(FRAGMENTO DEL DOCUMENTO):
---
Entre el cine
social de denuncia de la explotación laboral, el western, el Free Cinema
y la aventura: una película colosal de Cy Endfield.
Título original: Hell
Drivers
Año: 1957
Duración: 108 min.
País: Reino Unido
Dirección: Cy Endfield
Guion: John Kruse, Cy Endfield (Historia: John Kruse)
Música: Hubert Clifford
Fotografía: Geoffrey Unsworth
Reparto: Stanley Baker, Herbert Lom, Peggy Cummins, Patrick McGoohan,
William Hartnell, Wilfrid Lawson, Sid James, Jill Ireland, Alfie Bass, Gordon
Jackson, David McCallum, Sean Connery, Wensley Pithey, George Murcell, Marjorie
Rhodes.
Hay películas a las que el reparto invita
a entrar aunque se desconozca todo del autor. Como hace poco critiqué la
primera película que veía del represaliado Cy Endfield, hoy, al ver la segunda,
y con este reparto, salgo ya de dudas sobre la categoría artística de otro
director que añadir a la larga lista de cuantos son capaces de imantarte a la
pantalla sin perder ripio de cuanto ocurre, de cuanto ves y está rodado con
tanto nervio como delicadeza y habilidad.
---
(Registros de identificación de posiciones)
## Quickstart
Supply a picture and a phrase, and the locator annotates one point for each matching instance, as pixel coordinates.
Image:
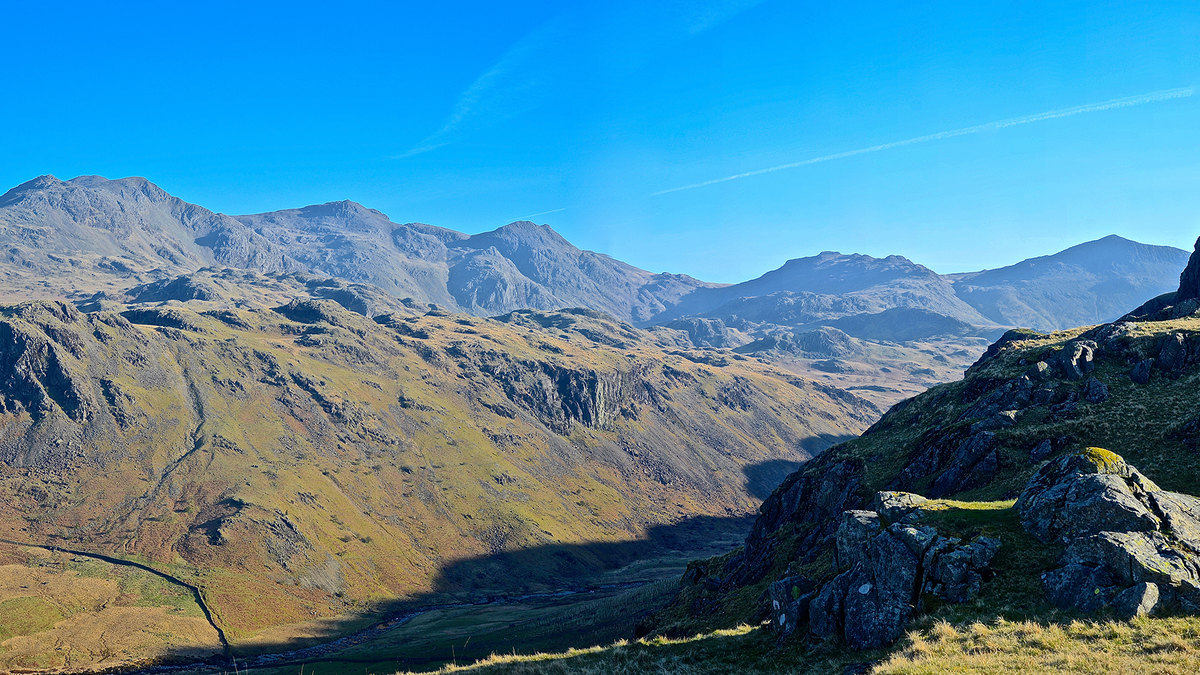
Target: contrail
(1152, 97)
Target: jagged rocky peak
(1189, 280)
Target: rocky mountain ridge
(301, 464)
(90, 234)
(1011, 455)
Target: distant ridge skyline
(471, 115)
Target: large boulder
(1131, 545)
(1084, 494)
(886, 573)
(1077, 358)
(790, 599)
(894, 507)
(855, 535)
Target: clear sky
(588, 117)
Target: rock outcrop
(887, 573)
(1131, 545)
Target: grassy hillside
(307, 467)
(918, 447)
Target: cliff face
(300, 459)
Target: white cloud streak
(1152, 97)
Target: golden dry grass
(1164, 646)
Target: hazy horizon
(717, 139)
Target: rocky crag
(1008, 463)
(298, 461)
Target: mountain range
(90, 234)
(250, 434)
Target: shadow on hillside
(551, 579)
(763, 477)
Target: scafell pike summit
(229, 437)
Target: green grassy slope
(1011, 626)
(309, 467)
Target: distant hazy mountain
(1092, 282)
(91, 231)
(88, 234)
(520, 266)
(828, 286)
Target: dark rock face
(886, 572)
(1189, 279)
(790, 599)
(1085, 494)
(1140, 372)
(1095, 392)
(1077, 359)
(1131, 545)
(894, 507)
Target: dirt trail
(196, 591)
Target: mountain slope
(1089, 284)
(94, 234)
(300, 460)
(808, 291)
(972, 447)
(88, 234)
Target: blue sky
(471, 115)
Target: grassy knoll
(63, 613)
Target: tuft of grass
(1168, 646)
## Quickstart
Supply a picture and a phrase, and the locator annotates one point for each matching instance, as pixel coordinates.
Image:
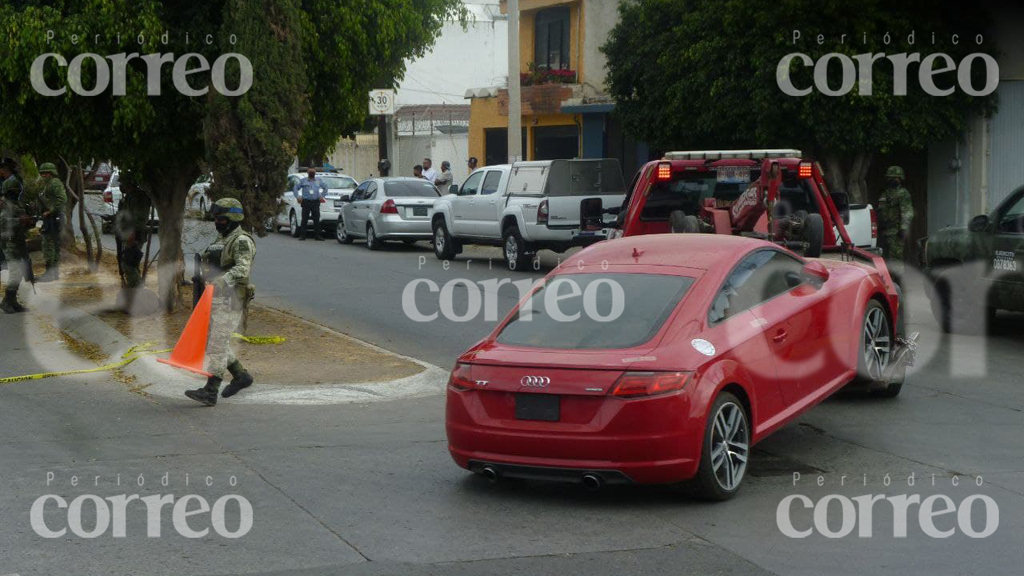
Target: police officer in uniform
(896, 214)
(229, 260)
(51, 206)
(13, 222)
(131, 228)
---
(OBJETIVO DEL EJERCICIO):
Según el comienzo de la reseña de Hell Drivers, ¿entre qué géneros o corrientes cinematográficas se sitúa la película? Enuméralos todos.

(RESULTADO CORRECTO):
- El cine social de denuncia de la explotación laboral
- El western
- El Free Cinema
- La aventura